Brief — The required output is the exact run of lines below that opens at the line with "Target: blue sky" and closes at the line with "Target: cloud layer".
☆ ☆ ☆ ☆ ☆ ☆ ☆
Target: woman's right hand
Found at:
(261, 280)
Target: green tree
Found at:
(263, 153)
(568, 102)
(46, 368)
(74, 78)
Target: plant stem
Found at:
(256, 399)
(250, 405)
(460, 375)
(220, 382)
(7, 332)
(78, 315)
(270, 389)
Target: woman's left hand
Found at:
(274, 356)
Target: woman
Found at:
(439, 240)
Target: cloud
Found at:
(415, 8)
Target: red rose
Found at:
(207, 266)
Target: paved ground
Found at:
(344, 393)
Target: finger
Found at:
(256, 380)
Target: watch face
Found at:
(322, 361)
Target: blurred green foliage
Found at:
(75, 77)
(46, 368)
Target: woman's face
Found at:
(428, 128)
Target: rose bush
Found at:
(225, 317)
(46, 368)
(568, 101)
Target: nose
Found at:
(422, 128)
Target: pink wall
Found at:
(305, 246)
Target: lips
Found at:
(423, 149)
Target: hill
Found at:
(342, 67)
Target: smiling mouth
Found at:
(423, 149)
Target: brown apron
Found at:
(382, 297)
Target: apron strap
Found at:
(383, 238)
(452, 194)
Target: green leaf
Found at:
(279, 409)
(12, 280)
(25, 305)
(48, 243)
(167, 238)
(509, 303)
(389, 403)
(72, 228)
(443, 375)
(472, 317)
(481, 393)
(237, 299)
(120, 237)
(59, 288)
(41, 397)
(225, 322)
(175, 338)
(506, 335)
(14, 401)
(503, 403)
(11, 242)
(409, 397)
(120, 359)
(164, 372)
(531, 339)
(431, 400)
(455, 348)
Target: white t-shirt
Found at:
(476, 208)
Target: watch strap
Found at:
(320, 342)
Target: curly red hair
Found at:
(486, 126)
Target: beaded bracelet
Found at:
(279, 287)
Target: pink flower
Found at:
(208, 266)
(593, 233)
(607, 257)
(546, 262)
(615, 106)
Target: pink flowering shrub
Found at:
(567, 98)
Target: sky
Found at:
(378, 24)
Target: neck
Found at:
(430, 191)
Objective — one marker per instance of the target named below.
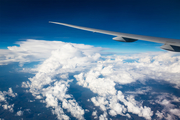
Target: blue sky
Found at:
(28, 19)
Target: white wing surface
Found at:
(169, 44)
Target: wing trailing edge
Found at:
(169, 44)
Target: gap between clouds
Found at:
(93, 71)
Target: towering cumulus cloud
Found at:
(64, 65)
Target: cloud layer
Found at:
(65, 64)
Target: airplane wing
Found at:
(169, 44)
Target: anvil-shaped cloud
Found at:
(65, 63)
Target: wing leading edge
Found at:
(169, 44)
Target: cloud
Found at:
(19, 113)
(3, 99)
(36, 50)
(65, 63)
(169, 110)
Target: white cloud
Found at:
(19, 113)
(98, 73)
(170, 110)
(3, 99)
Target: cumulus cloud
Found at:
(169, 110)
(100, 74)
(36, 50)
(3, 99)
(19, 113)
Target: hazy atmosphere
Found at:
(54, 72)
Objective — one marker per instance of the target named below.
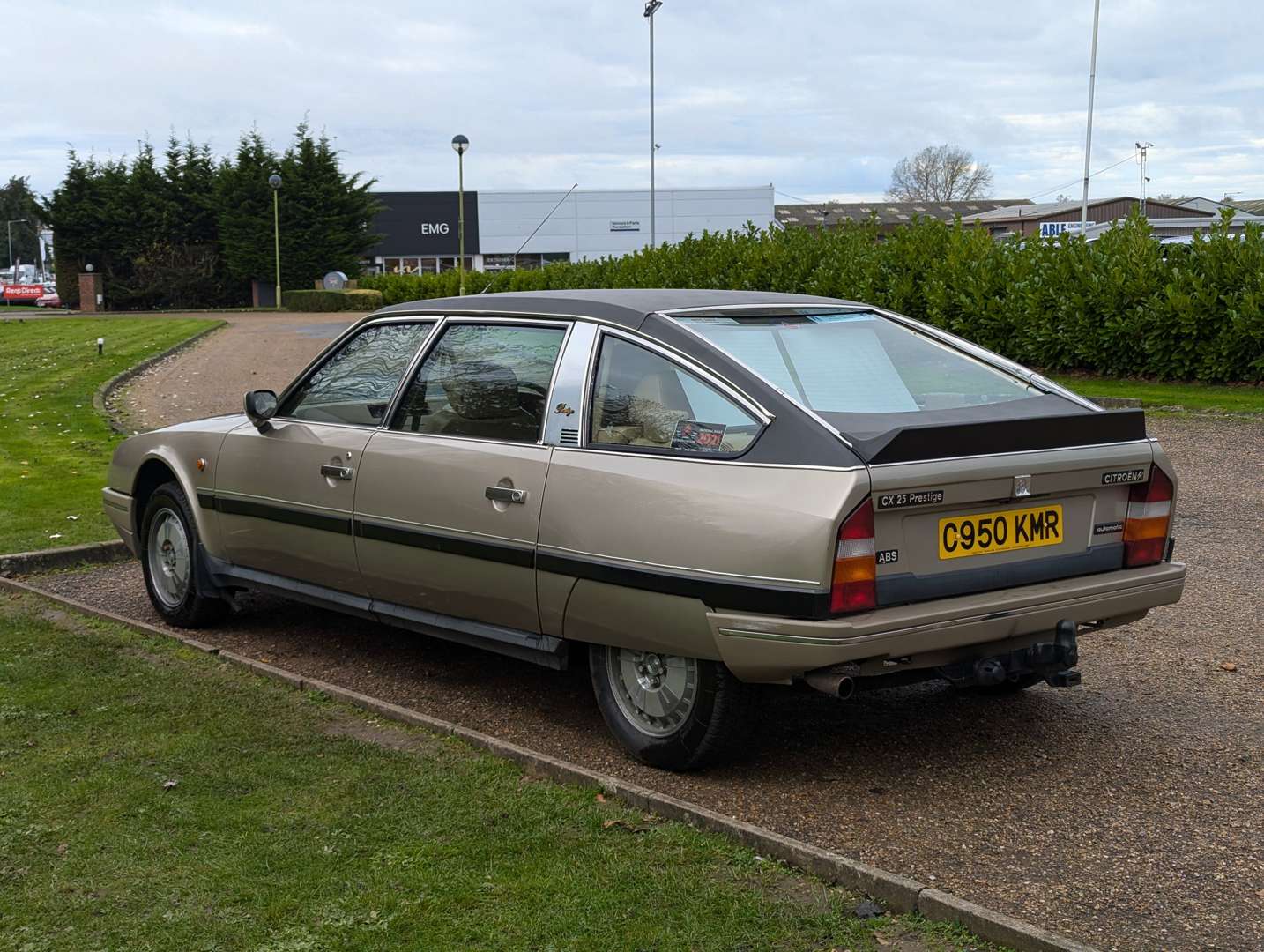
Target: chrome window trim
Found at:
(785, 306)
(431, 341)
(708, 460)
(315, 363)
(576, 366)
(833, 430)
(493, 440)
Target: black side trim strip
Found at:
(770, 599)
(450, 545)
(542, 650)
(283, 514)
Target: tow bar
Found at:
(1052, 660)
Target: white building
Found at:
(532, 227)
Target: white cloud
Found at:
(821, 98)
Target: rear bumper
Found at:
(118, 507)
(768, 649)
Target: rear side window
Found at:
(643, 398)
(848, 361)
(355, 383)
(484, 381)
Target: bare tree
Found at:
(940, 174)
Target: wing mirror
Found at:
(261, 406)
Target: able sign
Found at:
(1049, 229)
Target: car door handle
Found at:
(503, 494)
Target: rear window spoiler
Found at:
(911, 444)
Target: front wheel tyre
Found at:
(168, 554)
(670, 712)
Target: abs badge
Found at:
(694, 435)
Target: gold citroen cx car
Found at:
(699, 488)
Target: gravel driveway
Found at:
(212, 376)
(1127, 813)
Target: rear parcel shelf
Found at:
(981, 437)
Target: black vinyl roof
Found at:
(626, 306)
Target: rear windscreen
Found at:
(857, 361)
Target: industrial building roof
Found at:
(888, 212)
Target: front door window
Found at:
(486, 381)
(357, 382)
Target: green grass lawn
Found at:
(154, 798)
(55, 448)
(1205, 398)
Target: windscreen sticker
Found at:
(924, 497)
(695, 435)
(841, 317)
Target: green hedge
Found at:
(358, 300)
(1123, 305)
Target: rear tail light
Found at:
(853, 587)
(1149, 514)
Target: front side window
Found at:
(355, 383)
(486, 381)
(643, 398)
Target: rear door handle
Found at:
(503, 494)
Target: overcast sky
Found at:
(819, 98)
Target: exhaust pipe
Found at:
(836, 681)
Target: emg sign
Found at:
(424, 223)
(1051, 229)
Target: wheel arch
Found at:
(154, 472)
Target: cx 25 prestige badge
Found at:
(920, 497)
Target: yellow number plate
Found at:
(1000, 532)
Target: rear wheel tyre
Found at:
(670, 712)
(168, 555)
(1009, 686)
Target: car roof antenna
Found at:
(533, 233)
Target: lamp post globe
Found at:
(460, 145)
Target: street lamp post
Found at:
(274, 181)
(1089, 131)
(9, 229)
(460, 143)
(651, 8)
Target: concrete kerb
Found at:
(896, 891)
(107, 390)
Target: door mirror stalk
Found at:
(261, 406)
☆ ☆ ☆ ☆ ☆ ☆ ☆
Expected answer —
Target: blue sky
Found at:
(28, 19)
Target: white wing surface
Found at:
(169, 44)
Target: wing trailing edge
Found at:
(169, 44)
Target: gap between clouds
Found at:
(93, 71)
Target: towering cumulus cloud
Found at:
(64, 65)
Target: cloud layer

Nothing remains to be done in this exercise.